◆ Recorded data:
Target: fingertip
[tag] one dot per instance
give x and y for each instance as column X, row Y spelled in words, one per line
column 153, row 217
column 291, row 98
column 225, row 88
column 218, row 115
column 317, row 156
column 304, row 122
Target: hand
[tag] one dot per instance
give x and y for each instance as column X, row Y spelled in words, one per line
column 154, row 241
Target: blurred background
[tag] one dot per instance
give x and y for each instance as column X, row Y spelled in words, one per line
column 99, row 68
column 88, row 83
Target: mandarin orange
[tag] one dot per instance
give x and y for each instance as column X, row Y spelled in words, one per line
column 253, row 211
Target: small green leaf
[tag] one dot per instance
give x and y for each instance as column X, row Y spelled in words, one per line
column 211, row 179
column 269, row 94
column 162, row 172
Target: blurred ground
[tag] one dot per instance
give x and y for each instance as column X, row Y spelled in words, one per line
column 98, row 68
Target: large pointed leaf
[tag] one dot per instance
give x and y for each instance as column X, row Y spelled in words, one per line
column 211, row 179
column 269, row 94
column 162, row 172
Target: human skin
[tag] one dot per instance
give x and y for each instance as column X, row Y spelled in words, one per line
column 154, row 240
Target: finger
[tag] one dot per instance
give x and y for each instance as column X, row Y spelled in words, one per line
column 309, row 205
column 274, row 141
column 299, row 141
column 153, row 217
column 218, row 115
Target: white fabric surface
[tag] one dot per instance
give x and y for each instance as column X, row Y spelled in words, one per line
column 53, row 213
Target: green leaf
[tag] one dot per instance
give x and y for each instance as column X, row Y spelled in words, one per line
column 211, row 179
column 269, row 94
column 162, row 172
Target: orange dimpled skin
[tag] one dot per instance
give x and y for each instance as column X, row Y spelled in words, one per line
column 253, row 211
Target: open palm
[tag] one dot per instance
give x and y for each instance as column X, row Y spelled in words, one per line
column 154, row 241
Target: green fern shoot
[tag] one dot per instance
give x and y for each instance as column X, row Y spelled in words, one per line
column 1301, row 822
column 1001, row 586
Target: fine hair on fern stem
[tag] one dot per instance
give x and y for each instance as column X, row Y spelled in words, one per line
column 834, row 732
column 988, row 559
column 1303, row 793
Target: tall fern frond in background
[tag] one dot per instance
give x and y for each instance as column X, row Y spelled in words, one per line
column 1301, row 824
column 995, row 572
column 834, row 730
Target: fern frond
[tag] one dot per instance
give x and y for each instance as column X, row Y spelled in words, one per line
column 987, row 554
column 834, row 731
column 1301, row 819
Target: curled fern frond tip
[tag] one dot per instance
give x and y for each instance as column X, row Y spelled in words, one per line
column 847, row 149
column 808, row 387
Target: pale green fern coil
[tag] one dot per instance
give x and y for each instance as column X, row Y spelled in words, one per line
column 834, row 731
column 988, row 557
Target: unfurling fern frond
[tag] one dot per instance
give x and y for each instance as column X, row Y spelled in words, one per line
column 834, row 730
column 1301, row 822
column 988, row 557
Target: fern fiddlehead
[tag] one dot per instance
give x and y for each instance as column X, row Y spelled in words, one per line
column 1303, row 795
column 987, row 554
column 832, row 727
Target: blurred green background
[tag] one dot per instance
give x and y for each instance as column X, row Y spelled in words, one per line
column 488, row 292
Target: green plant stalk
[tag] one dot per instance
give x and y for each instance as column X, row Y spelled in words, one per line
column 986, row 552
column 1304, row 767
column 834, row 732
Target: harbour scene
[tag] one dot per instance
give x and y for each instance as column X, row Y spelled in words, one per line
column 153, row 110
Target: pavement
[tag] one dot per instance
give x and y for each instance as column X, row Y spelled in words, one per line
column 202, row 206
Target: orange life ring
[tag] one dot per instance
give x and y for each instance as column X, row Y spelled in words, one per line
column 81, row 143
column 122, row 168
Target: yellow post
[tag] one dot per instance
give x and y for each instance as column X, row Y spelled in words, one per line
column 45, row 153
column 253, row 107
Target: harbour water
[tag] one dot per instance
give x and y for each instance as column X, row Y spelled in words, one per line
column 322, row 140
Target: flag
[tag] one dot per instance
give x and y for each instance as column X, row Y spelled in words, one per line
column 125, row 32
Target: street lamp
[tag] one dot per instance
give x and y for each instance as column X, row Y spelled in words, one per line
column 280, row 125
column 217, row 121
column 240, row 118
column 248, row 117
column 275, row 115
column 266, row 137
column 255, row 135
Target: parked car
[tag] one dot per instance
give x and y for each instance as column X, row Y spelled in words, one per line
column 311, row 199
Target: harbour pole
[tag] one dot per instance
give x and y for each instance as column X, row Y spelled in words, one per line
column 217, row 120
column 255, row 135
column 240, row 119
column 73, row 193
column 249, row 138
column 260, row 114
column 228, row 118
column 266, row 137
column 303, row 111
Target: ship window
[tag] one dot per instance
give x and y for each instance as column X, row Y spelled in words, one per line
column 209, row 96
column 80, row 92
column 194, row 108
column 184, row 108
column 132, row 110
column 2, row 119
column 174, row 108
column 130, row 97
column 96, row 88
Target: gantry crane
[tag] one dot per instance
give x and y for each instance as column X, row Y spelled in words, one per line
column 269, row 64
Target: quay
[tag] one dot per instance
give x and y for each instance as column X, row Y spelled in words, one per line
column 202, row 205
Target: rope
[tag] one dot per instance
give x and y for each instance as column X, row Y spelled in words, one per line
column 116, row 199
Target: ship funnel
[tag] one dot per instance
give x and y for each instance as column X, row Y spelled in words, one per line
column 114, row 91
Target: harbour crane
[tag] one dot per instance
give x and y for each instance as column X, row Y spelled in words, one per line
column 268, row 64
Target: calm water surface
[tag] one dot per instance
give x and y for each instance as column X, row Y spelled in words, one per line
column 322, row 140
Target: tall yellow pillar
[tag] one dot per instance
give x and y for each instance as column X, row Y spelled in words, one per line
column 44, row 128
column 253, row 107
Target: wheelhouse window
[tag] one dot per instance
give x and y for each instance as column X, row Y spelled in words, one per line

◆ What you should do:
Return each line from the records that includes the word "crane".

◆ Solution for this exercise:
Target: gantry crane
Target: harbour crane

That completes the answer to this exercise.